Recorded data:
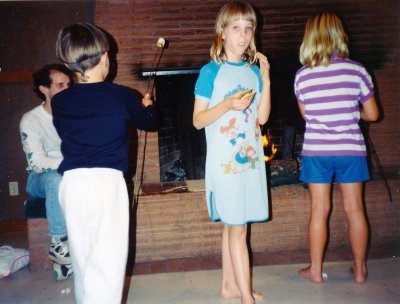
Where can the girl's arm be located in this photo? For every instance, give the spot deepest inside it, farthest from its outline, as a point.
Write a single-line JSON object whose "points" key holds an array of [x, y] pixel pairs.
{"points": [[202, 117], [264, 107], [369, 110]]}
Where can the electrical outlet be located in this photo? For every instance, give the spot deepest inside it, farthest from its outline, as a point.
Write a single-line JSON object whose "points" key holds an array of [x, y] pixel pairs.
{"points": [[13, 188]]}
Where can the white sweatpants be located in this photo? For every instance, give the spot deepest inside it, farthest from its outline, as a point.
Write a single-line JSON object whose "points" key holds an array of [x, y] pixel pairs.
{"points": [[96, 207]]}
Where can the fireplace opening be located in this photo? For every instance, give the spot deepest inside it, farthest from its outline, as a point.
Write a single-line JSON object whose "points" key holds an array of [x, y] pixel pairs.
{"points": [[182, 148]]}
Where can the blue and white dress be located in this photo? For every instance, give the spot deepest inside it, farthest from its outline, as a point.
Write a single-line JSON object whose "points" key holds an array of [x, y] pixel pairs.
{"points": [[236, 181]]}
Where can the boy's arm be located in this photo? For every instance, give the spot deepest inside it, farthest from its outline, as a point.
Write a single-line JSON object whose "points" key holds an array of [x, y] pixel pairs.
{"points": [[204, 116], [369, 110], [32, 144]]}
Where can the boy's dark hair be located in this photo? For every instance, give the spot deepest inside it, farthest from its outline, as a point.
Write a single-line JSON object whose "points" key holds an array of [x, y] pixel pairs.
{"points": [[42, 76], [80, 46]]}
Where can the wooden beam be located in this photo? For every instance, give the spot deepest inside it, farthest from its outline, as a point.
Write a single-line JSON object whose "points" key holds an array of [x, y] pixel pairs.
{"points": [[13, 226]]}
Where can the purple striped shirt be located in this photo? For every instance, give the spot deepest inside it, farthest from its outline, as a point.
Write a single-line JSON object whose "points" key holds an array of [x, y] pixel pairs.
{"points": [[331, 96]]}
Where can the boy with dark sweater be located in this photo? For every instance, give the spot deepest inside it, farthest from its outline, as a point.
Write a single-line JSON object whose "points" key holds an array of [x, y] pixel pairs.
{"points": [[92, 121]]}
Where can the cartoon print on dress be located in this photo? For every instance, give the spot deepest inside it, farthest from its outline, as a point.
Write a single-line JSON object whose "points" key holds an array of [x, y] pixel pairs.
{"points": [[244, 155], [257, 130]]}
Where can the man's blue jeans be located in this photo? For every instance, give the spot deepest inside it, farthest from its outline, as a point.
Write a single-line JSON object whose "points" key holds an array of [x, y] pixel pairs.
{"points": [[45, 185]]}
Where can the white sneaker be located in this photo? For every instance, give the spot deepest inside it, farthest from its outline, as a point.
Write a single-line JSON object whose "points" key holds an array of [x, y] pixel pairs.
{"points": [[62, 272], [58, 252]]}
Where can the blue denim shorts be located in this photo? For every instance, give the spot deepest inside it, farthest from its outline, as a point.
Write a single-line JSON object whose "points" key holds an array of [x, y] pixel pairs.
{"points": [[340, 169]]}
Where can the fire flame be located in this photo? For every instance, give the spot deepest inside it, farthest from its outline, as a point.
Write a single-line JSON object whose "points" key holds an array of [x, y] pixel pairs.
{"points": [[265, 143]]}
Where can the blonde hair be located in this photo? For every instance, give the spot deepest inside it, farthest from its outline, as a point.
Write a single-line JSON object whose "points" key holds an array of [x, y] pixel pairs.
{"points": [[228, 13], [80, 46], [324, 35]]}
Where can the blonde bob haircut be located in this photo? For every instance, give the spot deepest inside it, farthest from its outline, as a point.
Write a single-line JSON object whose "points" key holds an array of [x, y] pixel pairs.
{"points": [[324, 35], [230, 12], [80, 47]]}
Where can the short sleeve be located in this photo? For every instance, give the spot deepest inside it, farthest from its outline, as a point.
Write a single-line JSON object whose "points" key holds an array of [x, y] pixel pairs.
{"points": [[205, 82]]}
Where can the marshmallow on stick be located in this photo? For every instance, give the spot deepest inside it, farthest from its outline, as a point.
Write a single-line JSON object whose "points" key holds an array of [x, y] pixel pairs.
{"points": [[161, 43]]}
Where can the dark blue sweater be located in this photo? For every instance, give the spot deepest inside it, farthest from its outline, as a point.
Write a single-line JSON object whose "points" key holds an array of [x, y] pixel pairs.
{"points": [[93, 120]]}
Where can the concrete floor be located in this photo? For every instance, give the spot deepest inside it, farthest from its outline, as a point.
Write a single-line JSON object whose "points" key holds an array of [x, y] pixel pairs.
{"points": [[279, 283]]}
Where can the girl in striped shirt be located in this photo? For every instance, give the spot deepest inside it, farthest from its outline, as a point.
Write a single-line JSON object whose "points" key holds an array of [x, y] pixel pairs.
{"points": [[333, 94]]}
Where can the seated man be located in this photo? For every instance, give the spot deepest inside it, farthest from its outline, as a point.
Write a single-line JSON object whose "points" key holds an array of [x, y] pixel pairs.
{"points": [[41, 145]]}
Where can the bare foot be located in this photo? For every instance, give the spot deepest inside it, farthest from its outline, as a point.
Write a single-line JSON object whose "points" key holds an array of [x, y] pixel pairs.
{"points": [[306, 274], [360, 274], [229, 294], [258, 295]]}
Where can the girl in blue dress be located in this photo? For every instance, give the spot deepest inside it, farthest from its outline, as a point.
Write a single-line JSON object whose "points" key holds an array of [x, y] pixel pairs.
{"points": [[232, 100]]}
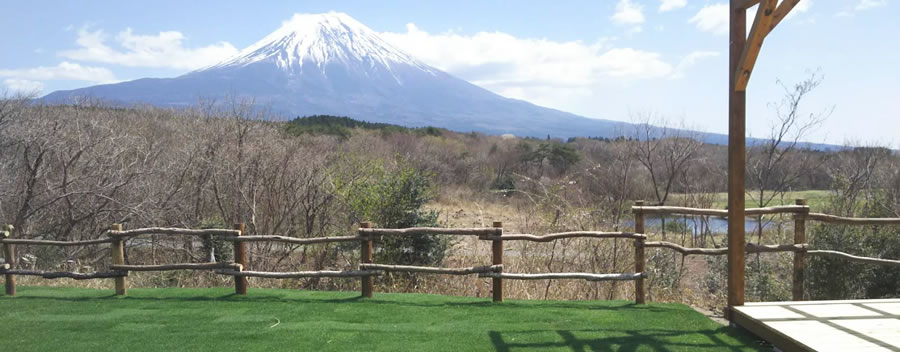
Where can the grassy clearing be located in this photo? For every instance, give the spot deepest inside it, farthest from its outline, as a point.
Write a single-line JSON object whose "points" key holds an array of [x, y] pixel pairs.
{"points": [[52, 319]]}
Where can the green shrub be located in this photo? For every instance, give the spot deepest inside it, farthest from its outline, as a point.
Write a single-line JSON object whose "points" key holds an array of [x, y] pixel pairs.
{"points": [[393, 196]]}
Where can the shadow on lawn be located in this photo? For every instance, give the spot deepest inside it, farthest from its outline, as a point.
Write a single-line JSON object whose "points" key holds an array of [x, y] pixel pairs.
{"points": [[232, 297], [629, 340]]}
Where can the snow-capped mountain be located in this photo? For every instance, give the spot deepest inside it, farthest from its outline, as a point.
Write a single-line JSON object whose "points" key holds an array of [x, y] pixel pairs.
{"points": [[332, 64], [317, 40]]}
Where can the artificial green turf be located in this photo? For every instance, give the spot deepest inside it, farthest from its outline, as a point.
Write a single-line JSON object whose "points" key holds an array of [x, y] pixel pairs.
{"points": [[69, 319]]}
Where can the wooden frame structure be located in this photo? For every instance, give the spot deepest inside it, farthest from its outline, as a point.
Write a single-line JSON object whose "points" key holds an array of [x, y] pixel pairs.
{"points": [[743, 52]]}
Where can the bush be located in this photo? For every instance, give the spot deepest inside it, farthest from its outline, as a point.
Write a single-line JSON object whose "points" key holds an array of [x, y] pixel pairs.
{"points": [[393, 196], [837, 278]]}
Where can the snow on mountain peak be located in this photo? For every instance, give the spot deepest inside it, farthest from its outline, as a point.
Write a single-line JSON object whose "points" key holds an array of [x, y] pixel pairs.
{"points": [[318, 39]]}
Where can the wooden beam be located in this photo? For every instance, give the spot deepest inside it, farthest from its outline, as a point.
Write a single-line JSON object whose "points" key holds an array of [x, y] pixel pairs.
{"points": [[753, 44], [737, 139], [781, 12], [744, 4]]}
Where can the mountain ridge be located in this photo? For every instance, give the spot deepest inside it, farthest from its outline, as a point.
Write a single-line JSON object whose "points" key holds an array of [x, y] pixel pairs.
{"points": [[331, 64]]}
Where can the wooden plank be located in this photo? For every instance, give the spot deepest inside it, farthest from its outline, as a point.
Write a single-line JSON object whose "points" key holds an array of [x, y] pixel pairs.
{"points": [[300, 274], [56, 243], [783, 342], [799, 257], [365, 257], [866, 260], [431, 270], [737, 131], [572, 234], [781, 209], [69, 274], [753, 44], [240, 256], [640, 296], [118, 258], [171, 231], [567, 276], [295, 240], [497, 259], [9, 253], [852, 221], [177, 266], [744, 4], [748, 248], [781, 12], [477, 231]]}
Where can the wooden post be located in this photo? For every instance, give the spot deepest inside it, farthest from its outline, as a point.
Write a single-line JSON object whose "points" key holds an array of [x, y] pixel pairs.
{"points": [[799, 257], [737, 104], [639, 257], [118, 258], [240, 257], [365, 257], [9, 252], [497, 259]]}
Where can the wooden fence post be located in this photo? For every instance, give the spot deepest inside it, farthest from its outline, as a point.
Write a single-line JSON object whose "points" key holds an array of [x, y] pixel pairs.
{"points": [[9, 253], [118, 258], [240, 257], [639, 256], [365, 257], [800, 256], [497, 259]]}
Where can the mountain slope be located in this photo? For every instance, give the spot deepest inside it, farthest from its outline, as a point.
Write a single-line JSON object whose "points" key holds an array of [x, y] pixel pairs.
{"points": [[331, 64]]}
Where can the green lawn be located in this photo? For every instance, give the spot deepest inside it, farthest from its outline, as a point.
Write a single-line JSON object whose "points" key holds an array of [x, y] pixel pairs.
{"points": [[69, 319]]}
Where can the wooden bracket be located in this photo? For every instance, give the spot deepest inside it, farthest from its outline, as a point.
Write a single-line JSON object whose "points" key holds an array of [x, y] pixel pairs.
{"points": [[754, 43], [781, 12]]}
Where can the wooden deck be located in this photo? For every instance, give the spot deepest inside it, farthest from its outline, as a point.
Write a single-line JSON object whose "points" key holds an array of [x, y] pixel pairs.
{"points": [[855, 325]]}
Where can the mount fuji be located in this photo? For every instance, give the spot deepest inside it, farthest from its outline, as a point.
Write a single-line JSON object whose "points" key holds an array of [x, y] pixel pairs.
{"points": [[332, 64]]}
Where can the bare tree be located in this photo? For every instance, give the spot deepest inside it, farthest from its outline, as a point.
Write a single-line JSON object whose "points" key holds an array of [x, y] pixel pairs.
{"points": [[776, 164]]}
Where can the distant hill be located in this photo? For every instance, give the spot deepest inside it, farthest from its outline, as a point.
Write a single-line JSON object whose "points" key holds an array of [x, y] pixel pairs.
{"points": [[330, 64]]}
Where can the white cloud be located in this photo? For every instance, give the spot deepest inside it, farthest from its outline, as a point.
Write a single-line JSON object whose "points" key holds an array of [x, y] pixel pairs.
{"points": [[868, 4], [165, 49], [690, 60], [669, 5], [628, 13], [713, 18], [63, 71], [500, 58], [539, 70], [23, 86]]}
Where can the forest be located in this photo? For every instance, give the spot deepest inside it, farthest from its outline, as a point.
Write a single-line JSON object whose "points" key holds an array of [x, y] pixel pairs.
{"points": [[67, 172]]}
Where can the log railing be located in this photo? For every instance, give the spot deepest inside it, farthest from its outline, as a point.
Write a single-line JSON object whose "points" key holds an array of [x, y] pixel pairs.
{"points": [[800, 213], [366, 270], [367, 236]]}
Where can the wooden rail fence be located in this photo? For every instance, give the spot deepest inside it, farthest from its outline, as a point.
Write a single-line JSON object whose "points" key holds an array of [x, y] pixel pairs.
{"points": [[116, 237]]}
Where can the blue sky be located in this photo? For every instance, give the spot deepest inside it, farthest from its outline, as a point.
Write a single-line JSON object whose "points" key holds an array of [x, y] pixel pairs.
{"points": [[613, 59]]}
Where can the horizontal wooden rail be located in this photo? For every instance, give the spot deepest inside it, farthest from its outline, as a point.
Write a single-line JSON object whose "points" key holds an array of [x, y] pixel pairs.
{"points": [[567, 276], [296, 240], [300, 274], [852, 221], [686, 250], [477, 231], [67, 274], [781, 209], [179, 266], [172, 231], [55, 243], [573, 234], [432, 270], [750, 248], [867, 260]]}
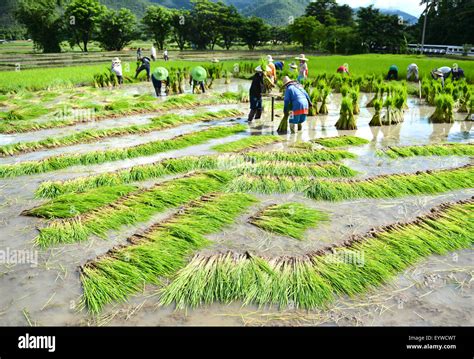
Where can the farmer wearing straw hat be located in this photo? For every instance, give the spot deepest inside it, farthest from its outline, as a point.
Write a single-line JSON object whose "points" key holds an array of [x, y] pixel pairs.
{"points": [[117, 69], [303, 68], [198, 76], [159, 76], [271, 73], [257, 88], [296, 100]]}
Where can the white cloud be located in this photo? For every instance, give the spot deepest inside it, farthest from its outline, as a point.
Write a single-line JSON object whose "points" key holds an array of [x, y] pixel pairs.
{"points": [[409, 6]]}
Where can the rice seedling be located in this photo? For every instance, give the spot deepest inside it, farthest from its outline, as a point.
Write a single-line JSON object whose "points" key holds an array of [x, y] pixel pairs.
{"points": [[346, 119], [159, 123], [73, 204], [247, 143], [390, 186], [275, 168], [444, 109], [447, 149], [300, 156], [55, 163], [159, 252], [376, 119], [314, 280], [135, 208], [288, 219], [341, 141]]}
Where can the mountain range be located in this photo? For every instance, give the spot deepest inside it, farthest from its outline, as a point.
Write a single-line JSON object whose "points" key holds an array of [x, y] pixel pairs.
{"points": [[275, 12]]}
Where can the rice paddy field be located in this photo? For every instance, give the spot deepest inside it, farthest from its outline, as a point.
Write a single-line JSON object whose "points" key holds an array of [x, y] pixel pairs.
{"points": [[121, 208]]}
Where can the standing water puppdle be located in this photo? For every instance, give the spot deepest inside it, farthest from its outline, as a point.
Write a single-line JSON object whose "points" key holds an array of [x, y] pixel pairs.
{"points": [[296, 100], [117, 69], [257, 88]]}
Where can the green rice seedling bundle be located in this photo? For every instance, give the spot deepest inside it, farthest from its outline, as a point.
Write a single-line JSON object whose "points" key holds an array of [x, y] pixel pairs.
{"points": [[160, 251], [299, 156], [447, 149], [341, 141], [135, 208], [288, 219], [376, 119], [172, 166], [346, 119], [316, 279], [444, 109], [87, 136], [291, 169], [247, 143], [97, 157], [73, 204], [392, 186], [325, 92], [354, 94]]}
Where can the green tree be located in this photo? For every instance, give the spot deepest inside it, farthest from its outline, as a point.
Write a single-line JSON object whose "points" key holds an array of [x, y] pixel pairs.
{"points": [[231, 20], [117, 29], [206, 23], [157, 21], [44, 23], [254, 32], [307, 31], [180, 26], [82, 19]]}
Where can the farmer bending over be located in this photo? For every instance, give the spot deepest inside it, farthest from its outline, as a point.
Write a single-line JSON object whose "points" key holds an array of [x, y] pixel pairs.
{"points": [[412, 71], [296, 100], [392, 73], [257, 88], [144, 66]]}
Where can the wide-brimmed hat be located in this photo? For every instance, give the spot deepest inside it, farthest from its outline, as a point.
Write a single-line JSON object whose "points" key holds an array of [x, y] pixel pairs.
{"points": [[302, 58], [286, 81], [160, 73], [199, 73]]}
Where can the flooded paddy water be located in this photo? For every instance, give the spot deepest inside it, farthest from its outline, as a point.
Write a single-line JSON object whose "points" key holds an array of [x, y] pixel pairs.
{"points": [[436, 291]]}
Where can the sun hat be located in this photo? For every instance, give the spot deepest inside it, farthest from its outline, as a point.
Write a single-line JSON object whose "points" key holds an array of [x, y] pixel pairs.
{"points": [[199, 73], [286, 80], [160, 73], [302, 58]]}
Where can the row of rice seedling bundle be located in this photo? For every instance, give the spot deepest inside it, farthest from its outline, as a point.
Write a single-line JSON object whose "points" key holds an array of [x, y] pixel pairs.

» Work instructions: From the line containing "Where can the wide-brimmed" to the last line of the material, please quote every line exactly and only those.

» Solution for this exercise:
Where can the wide-brimmed hat be located in this photo? For every instance, give the spot deepest inside it, farthest from its outline, as a point.
Write a single-line JSON object whose "points" key holds an array of [x, y] pixel pairs.
{"points": [[302, 58], [286, 81], [160, 73], [199, 73]]}
Where can the flooded paddy water be located in this photo? For every instance, give the spot deepest inside it, farthest from its outline, as a point.
Write a single-line JSON object whose "points" key holds an array of [x, y] pixel pairs.
{"points": [[436, 291]]}
Where can the sun hat be located in this photo? For every instance, give the spot deepest inside it, farthest from its outline, as a point.
Write a single-line JSON object whose "points" key holds an array of [x, y] pixel pairs.
{"points": [[199, 73], [286, 80], [160, 73], [302, 58]]}
Where can the row of rice seedling bundle be located in this photo? For every instance, give the spot deepest inside it, farthest from its outline, as a point.
Write a single-line JSON object whose "points" key holds an array of [x, y] pixel pairs.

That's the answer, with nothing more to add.